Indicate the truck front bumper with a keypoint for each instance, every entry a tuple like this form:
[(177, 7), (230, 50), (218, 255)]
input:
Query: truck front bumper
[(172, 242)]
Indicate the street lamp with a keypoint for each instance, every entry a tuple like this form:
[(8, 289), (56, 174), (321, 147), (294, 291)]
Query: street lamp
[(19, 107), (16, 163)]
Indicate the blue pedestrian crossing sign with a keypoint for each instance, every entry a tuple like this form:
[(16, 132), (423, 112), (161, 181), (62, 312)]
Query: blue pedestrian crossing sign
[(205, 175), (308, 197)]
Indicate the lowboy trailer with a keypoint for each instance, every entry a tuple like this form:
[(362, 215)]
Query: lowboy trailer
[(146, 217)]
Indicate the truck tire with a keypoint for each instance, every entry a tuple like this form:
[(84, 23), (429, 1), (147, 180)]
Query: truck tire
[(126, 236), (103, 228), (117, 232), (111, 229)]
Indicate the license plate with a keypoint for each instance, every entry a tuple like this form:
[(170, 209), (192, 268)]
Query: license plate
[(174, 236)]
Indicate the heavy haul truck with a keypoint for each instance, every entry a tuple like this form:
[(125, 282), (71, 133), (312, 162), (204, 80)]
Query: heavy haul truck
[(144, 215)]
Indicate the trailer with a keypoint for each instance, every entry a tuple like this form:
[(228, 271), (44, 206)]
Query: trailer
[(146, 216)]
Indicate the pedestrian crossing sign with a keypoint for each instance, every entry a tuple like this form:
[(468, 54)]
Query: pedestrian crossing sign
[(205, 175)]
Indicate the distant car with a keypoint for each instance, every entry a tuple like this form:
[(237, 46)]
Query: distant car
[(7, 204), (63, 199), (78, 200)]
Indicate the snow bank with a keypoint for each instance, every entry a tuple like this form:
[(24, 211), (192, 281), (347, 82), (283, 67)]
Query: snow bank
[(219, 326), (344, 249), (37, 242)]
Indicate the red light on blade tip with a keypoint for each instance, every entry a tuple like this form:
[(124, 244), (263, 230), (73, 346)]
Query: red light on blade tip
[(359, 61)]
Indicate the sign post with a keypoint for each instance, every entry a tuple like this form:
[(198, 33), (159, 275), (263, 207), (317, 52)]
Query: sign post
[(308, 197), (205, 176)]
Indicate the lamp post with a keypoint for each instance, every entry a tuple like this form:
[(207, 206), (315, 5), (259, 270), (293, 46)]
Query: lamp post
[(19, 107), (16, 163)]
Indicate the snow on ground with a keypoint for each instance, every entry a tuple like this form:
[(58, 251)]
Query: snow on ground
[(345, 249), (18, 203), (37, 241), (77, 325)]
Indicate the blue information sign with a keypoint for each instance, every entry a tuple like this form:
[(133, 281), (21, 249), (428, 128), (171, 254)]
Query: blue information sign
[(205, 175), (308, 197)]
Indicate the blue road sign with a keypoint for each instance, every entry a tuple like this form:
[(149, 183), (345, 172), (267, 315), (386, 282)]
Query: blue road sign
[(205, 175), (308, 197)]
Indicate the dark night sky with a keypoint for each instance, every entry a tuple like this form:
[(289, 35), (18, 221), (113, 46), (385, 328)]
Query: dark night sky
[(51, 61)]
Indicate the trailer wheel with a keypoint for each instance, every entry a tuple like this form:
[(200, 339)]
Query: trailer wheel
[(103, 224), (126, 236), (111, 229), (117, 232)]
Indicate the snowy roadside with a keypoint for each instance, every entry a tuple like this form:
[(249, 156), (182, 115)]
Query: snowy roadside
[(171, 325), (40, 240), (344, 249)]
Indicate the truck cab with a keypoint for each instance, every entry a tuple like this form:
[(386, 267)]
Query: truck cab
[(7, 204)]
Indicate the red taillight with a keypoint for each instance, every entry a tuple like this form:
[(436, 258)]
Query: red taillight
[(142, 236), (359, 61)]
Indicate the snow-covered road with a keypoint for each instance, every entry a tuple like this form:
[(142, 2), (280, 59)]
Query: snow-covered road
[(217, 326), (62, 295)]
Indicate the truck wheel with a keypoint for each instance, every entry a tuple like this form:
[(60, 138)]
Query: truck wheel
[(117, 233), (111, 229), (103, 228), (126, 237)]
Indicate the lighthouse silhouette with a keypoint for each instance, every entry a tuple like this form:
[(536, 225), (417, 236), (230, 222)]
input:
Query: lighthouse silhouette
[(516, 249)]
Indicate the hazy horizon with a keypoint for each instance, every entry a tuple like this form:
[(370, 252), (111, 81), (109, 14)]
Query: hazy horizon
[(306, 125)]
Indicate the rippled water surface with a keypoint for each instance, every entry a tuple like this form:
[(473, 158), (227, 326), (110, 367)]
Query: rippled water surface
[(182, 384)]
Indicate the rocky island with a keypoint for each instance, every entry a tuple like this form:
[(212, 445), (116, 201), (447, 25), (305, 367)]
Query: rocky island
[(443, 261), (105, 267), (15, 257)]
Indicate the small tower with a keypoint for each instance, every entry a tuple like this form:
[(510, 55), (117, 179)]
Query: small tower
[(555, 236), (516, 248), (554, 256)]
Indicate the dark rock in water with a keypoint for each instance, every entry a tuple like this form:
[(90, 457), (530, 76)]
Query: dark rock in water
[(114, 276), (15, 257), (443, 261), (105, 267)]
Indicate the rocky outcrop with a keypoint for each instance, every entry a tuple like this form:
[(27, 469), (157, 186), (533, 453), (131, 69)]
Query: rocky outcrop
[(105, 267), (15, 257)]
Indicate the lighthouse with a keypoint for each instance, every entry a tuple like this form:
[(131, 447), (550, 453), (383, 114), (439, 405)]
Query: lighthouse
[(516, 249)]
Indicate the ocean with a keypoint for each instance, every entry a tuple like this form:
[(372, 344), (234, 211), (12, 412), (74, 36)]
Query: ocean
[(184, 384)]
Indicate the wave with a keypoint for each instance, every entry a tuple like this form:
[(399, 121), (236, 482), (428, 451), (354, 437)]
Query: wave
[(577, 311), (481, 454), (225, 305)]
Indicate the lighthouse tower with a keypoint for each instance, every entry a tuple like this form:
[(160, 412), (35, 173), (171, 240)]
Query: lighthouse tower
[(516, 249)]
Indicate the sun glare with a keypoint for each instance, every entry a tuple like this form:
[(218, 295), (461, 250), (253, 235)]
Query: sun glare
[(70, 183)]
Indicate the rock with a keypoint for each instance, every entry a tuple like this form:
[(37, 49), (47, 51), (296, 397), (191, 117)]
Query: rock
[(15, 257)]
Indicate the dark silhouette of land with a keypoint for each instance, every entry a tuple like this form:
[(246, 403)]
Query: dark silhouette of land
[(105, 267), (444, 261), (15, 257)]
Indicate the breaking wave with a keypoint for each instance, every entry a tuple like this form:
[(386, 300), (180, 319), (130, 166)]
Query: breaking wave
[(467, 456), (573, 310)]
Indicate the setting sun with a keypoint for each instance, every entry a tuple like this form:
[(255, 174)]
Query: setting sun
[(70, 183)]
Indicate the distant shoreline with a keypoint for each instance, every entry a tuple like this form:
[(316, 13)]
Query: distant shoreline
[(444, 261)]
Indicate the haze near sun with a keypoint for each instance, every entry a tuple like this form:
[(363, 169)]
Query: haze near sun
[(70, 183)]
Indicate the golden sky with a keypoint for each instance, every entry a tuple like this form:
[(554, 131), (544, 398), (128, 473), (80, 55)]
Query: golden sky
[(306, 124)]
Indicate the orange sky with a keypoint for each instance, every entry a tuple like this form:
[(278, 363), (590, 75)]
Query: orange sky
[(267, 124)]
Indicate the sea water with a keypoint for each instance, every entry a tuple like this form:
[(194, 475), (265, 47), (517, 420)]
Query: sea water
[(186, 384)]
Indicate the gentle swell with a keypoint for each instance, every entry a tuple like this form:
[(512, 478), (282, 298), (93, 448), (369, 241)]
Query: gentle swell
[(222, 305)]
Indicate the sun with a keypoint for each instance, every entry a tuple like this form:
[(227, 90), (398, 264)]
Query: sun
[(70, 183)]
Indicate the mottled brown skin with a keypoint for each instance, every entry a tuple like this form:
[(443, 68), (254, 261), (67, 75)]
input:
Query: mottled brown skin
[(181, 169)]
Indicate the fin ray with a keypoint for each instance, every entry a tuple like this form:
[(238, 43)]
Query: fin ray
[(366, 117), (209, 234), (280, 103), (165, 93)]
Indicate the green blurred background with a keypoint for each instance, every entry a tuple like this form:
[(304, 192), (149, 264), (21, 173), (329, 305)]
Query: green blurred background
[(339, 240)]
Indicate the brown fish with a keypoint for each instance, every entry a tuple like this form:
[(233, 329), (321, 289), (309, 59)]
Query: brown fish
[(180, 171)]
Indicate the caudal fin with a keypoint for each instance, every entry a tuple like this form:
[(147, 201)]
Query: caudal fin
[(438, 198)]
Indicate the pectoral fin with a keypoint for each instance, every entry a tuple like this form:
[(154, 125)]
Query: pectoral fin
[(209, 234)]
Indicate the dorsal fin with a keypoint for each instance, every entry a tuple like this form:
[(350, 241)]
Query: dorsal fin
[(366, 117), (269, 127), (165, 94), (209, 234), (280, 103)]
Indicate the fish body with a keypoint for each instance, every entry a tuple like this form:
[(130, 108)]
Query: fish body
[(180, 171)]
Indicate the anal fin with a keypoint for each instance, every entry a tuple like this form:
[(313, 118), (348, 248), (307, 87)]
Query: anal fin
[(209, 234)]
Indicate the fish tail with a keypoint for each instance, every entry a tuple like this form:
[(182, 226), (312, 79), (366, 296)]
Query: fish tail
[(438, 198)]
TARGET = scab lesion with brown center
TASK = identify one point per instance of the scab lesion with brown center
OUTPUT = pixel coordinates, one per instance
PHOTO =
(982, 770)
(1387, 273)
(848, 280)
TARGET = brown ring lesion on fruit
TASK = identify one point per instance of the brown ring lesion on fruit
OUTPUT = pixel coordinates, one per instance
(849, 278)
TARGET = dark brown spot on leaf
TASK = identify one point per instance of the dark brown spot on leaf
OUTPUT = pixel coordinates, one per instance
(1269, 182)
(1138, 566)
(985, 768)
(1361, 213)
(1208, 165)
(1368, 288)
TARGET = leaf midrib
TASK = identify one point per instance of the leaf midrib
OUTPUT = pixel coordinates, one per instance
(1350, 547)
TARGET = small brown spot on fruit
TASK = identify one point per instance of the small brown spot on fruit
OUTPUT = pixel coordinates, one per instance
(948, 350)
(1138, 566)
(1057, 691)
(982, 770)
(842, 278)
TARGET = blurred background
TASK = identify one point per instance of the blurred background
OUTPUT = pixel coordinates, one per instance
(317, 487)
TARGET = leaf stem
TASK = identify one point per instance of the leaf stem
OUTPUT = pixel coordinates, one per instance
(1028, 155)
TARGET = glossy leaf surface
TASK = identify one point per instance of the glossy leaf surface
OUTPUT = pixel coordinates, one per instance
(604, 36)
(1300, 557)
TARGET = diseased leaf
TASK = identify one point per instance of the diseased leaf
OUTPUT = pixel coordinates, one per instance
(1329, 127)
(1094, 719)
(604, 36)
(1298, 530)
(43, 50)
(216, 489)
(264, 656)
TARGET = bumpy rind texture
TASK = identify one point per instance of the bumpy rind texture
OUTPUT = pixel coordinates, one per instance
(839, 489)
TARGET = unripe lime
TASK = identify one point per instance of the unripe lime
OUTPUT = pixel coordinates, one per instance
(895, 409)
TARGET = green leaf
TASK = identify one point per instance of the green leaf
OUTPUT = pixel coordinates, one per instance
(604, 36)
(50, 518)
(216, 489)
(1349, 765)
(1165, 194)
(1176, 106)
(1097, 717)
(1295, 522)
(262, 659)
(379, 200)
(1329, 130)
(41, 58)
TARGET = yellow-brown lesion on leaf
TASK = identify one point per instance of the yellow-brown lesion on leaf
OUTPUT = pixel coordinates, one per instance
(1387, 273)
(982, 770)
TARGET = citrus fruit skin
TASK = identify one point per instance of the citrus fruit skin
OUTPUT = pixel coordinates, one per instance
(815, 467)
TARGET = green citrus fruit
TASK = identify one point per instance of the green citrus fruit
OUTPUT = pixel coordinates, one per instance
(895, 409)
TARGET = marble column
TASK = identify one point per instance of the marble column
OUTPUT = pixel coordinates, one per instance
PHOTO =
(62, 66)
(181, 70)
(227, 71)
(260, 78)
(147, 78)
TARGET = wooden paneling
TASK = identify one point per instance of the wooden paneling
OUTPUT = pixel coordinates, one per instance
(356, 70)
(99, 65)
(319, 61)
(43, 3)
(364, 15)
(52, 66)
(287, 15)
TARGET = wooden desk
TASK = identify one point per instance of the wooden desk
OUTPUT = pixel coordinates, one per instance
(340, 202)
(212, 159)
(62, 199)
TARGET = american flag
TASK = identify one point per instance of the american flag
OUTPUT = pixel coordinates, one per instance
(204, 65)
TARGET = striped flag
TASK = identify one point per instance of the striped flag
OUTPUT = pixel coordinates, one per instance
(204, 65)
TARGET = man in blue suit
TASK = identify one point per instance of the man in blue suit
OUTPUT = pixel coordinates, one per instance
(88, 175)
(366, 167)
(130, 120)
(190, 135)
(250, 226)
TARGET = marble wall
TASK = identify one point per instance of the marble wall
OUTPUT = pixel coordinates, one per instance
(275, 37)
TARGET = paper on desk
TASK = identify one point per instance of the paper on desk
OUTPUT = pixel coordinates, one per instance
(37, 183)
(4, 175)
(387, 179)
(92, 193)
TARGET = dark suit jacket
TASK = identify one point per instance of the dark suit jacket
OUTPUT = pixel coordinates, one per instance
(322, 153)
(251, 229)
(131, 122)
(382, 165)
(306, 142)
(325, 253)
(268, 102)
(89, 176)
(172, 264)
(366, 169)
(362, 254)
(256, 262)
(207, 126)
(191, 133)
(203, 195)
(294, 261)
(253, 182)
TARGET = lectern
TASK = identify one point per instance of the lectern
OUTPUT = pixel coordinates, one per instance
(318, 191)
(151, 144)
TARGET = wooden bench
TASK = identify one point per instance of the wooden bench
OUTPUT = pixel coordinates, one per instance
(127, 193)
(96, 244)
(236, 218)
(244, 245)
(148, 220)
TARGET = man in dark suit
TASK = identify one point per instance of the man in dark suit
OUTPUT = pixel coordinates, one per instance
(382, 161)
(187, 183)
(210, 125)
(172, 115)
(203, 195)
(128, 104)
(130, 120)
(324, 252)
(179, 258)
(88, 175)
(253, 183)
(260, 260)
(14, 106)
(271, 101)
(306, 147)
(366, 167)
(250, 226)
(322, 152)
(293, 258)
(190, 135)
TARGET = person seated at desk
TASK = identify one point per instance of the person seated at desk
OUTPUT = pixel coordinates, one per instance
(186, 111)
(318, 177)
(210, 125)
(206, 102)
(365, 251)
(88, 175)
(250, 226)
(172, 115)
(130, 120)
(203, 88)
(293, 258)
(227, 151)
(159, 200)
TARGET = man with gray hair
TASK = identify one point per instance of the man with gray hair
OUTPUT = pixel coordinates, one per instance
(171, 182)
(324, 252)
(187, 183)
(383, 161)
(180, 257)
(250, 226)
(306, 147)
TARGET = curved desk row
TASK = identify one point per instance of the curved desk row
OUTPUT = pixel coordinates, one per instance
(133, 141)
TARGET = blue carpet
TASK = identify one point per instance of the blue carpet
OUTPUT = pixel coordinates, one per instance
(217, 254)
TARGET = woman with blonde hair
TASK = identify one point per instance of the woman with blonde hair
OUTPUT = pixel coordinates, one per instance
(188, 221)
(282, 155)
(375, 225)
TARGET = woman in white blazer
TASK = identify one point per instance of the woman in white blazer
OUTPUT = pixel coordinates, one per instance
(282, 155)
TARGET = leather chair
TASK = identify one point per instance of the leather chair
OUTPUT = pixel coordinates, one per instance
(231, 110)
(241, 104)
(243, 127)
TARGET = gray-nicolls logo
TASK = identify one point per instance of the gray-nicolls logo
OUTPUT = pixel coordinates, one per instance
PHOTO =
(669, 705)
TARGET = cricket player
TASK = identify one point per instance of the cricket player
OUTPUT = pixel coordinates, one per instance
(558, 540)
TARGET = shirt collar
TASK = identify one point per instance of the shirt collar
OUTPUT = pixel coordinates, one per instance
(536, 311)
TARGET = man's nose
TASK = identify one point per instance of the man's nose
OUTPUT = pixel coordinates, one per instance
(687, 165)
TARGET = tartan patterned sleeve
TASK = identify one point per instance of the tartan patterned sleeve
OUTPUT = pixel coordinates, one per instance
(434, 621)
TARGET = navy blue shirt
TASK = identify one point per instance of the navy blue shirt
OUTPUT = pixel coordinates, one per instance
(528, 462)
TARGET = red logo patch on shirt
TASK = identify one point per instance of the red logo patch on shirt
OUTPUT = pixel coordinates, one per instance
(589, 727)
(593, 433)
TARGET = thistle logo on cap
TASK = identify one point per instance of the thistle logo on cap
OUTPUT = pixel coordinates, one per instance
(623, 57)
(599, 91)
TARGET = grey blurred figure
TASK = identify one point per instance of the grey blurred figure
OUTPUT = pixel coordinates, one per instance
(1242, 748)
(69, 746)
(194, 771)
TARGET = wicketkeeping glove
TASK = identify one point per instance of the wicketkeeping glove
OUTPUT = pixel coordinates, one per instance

- Required action
Taking the entries above, write out exactly the lines starting with the line containing "TASK = identify one point per instance of the woman in" and going on through the line containing "TARGET = red logo patch on shirt", both included, and nothing else.

- Answer section
TASK = identify one point per instance of the woman in white blazer
OUTPUT = pixel coordinates, one per instance
(282, 155)
TARGET = leather chair
TASK = identify one point per instance of the leather chair
OUTPUT = pixel coordinates, one per instance
(231, 110)
(241, 104)
(243, 127)
TARGET = gray-nicolls logo
TASK = identify one point per instance of the gray-nicolls logo
OUTPUT = pixel coordinates, one per instance
PHOTO =
(669, 705)
TARGET = cricket player
TASK = identify one point per instance of the cricket player
OUTPUT = pixel coordinates, one per instance
(558, 540)
TARGET = shirt collar
TASK = identify one point per instance of the shirt collar
OUTPUT = pixel coordinates, one per instance
(536, 311)
TARGET = man's nose
TASK = identify one point per instance of the man's nose
OUTPUT = pixel coordinates, one per instance
(687, 165)
TARGET = tartan patterned sleeve
TASK = identify one point per instance of the tartan patterned sleeve
OUTPUT = pixel coordinates, one per instance
(434, 621)
TARGET = navy blue shirt
TASK = identify one point per instance of the navy blue shirt
OUTPUT = pixel coordinates, one per instance
(528, 462)
TARGET = red logo patch on shirt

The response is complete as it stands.